SOURCE INFORMATION =>
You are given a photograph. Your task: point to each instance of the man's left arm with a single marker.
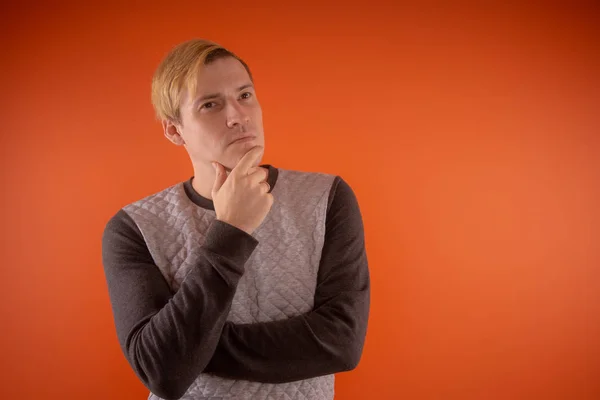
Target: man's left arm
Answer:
(327, 340)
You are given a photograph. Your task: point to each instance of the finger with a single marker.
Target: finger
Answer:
(266, 188)
(220, 177)
(249, 160)
(258, 174)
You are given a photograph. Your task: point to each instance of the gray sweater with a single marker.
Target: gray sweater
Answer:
(205, 311)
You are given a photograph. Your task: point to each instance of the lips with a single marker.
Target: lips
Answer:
(243, 138)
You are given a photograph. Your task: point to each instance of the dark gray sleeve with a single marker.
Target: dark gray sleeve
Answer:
(168, 338)
(327, 340)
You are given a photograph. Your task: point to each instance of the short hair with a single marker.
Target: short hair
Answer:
(178, 71)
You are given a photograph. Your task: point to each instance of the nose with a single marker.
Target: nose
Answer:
(236, 115)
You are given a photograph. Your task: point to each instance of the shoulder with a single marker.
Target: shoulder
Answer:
(122, 222)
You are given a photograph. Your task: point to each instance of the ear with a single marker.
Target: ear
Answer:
(172, 132)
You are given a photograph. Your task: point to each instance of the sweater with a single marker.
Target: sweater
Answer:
(204, 310)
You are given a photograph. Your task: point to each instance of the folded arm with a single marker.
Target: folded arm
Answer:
(168, 338)
(329, 339)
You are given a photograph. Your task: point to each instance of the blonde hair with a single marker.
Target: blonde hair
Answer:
(178, 71)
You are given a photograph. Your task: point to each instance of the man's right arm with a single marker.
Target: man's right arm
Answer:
(169, 338)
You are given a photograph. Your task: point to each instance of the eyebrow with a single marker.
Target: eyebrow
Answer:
(215, 95)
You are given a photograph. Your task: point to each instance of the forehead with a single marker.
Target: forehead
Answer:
(221, 75)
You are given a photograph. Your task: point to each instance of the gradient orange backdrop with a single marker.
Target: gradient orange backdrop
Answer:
(470, 135)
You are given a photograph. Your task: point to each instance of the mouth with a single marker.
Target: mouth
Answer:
(243, 139)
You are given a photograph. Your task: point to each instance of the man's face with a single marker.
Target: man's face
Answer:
(223, 119)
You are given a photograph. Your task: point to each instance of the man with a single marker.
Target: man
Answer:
(245, 281)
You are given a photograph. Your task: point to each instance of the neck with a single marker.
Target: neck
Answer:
(204, 179)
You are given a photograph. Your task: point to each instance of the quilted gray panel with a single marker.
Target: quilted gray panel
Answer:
(280, 277)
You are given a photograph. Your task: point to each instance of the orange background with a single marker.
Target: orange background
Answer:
(471, 137)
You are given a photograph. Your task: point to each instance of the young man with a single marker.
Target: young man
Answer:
(245, 281)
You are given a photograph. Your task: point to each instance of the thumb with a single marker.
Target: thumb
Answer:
(220, 177)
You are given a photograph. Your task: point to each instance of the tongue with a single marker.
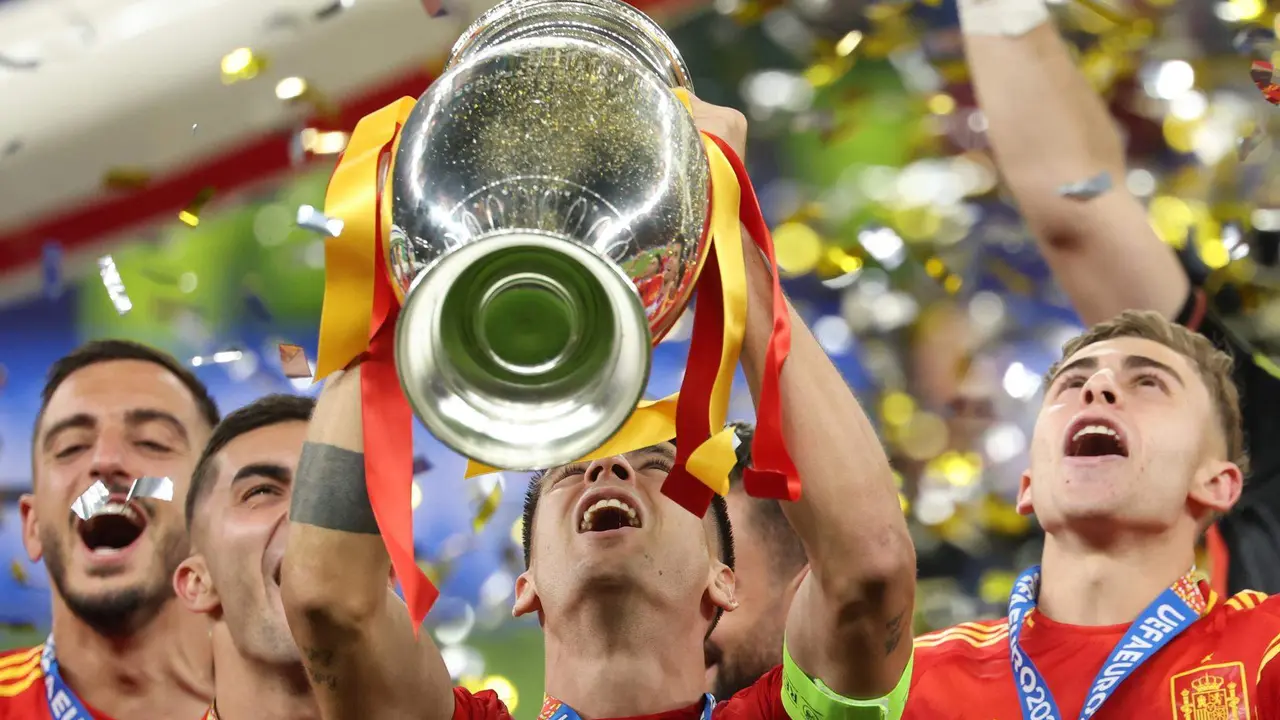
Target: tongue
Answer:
(109, 532)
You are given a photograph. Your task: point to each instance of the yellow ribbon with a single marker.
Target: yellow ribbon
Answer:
(654, 422)
(348, 259)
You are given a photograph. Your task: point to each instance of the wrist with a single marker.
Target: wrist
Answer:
(1009, 18)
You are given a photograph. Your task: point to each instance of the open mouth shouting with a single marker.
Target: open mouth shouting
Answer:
(113, 529)
(1096, 437)
(608, 510)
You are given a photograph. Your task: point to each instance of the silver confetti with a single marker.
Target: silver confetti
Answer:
(114, 285)
(1088, 188)
(315, 220)
(95, 500)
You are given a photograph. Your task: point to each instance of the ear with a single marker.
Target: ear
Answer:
(722, 587)
(195, 587)
(1217, 487)
(1024, 495)
(30, 528)
(526, 596)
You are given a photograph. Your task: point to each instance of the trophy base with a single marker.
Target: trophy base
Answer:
(522, 350)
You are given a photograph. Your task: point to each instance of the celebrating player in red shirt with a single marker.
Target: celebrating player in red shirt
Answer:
(625, 613)
(237, 513)
(113, 411)
(1137, 449)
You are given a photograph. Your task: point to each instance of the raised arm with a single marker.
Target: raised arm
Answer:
(1048, 128)
(352, 630)
(850, 621)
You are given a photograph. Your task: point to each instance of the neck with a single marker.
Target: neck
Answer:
(247, 688)
(1089, 586)
(643, 665)
(160, 670)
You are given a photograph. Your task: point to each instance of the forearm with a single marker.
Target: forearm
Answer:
(1046, 124)
(853, 613)
(352, 630)
(336, 568)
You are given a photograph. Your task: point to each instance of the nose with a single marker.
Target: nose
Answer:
(616, 466)
(108, 461)
(1101, 388)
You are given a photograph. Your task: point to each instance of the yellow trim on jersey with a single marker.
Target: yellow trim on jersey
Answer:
(21, 657)
(16, 673)
(970, 633)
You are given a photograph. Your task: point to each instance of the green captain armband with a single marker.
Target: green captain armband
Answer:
(809, 698)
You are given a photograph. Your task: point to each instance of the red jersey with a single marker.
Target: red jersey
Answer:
(1214, 670)
(762, 701)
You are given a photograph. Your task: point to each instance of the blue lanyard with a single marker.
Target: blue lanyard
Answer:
(557, 710)
(1171, 613)
(63, 703)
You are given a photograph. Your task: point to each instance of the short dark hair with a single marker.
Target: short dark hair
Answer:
(264, 411)
(96, 351)
(720, 513)
(768, 522)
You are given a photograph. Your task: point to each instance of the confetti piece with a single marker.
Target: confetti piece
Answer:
(315, 220)
(421, 464)
(114, 285)
(488, 507)
(18, 63)
(1088, 188)
(1262, 73)
(94, 501)
(1251, 142)
(333, 9)
(126, 178)
(241, 64)
(293, 360)
(51, 269)
(191, 213)
(1252, 39)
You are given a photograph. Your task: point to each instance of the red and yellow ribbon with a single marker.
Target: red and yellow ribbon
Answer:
(359, 320)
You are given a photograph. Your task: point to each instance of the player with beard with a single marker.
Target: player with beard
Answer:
(237, 515)
(1137, 449)
(113, 411)
(769, 563)
(625, 582)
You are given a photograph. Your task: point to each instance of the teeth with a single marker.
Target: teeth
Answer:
(1093, 431)
(589, 516)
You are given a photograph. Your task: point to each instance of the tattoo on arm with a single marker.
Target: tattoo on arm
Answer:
(319, 664)
(894, 633)
(329, 491)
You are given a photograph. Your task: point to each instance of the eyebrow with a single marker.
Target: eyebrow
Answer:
(1130, 363)
(132, 418)
(270, 470)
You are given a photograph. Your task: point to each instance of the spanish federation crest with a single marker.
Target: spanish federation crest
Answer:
(1211, 692)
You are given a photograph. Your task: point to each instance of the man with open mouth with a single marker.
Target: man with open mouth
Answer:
(625, 582)
(1137, 450)
(113, 411)
(237, 515)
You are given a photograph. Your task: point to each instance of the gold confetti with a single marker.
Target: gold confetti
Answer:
(487, 509)
(293, 360)
(191, 213)
(241, 64)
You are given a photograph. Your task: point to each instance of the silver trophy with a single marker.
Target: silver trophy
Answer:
(549, 199)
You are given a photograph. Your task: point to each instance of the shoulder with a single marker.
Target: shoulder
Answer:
(979, 638)
(762, 700)
(483, 705)
(19, 671)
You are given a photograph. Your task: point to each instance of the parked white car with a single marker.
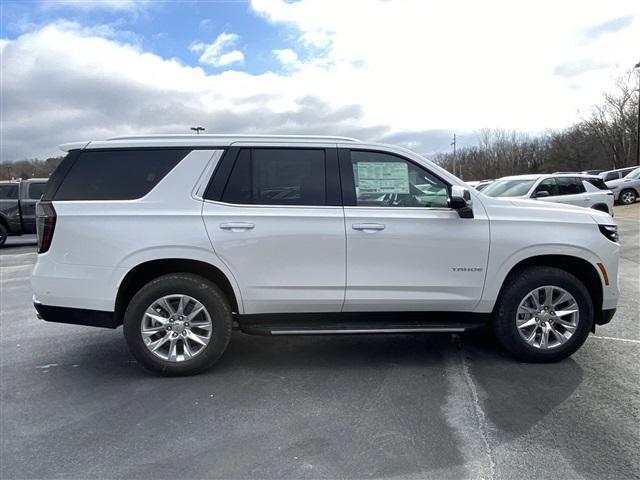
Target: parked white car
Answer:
(573, 189)
(612, 175)
(181, 239)
(626, 190)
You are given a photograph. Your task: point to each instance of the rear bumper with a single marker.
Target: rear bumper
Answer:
(75, 316)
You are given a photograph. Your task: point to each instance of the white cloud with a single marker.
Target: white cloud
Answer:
(463, 64)
(64, 83)
(287, 57)
(218, 53)
(406, 72)
(118, 5)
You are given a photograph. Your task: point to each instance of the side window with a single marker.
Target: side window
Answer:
(548, 185)
(383, 180)
(35, 190)
(277, 176)
(117, 174)
(569, 186)
(597, 182)
(8, 192)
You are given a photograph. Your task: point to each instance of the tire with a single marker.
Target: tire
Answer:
(627, 196)
(216, 316)
(3, 235)
(516, 293)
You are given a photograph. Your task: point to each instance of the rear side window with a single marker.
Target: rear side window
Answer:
(8, 192)
(117, 174)
(36, 190)
(569, 186)
(277, 177)
(597, 182)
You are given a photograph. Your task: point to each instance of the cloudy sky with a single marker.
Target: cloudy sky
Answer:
(404, 72)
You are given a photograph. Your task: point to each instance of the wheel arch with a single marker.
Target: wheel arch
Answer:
(602, 207)
(582, 269)
(144, 272)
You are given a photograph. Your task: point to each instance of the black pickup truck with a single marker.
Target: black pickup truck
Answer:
(18, 206)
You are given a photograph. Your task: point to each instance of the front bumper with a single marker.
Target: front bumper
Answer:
(75, 316)
(605, 316)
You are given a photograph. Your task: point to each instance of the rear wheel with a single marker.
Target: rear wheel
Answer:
(3, 235)
(178, 324)
(543, 315)
(627, 197)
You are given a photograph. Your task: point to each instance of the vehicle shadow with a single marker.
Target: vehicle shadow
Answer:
(517, 395)
(350, 404)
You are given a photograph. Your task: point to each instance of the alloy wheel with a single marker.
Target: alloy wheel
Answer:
(176, 328)
(627, 197)
(547, 317)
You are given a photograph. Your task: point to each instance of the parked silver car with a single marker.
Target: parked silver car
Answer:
(574, 189)
(626, 190)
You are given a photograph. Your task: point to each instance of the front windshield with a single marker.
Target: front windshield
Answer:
(509, 188)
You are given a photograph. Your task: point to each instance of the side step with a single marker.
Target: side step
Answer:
(354, 324)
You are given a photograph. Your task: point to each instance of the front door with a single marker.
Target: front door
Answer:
(279, 227)
(406, 249)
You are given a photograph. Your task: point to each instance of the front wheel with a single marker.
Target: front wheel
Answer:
(627, 197)
(178, 324)
(543, 315)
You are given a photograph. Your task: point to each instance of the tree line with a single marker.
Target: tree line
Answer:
(605, 140)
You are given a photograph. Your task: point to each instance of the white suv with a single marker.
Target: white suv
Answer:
(183, 238)
(587, 191)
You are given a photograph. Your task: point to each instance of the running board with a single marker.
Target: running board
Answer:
(350, 324)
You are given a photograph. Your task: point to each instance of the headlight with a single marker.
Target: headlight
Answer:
(610, 231)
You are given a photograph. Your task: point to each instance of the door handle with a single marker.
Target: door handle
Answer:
(368, 226)
(237, 226)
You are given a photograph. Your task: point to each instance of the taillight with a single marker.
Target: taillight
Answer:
(45, 224)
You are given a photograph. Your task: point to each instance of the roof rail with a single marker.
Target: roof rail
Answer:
(180, 136)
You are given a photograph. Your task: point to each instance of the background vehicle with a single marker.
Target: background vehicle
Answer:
(479, 184)
(626, 190)
(207, 232)
(17, 207)
(573, 189)
(610, 175)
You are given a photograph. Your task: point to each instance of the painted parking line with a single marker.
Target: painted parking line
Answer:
(629, 340)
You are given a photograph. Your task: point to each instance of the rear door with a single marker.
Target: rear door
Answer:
(568, 190)
(406, 249)
(274, 217)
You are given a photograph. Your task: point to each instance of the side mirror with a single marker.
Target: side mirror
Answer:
(460, 200)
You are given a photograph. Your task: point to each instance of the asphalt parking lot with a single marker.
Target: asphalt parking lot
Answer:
(74, 403)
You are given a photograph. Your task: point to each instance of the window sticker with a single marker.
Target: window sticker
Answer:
(383, 177)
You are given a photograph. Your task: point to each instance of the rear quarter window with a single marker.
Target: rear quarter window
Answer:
(116, 174)
(36, 190)
(8, 192)
(597, 182)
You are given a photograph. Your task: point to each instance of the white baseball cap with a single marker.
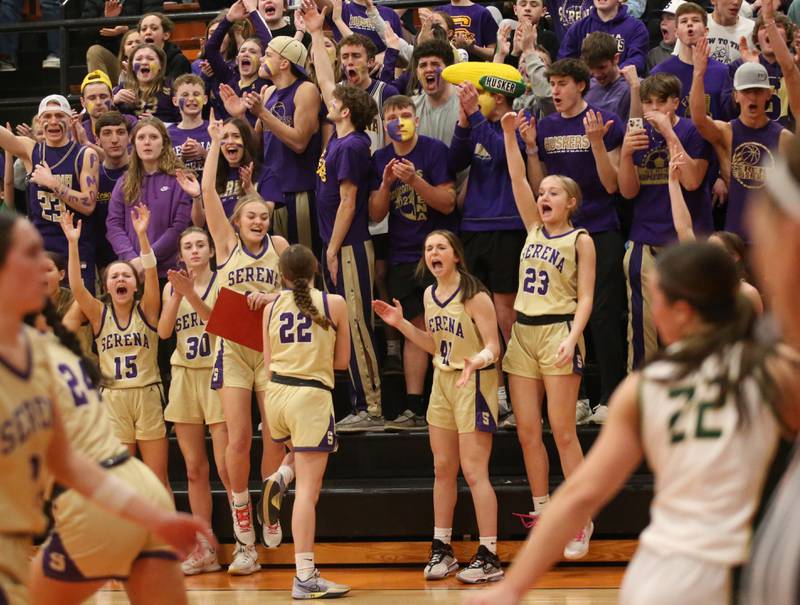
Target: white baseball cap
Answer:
(672, 7)
(751, 75)
(54, 103)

TASK DETAILS => Wherever the string "truck" appears in a line of the records, copy that line.

RESULT =>
You are given a photograph. Your task: point to each instance of the black pickup truck with a single marker.
Target: black pickup truck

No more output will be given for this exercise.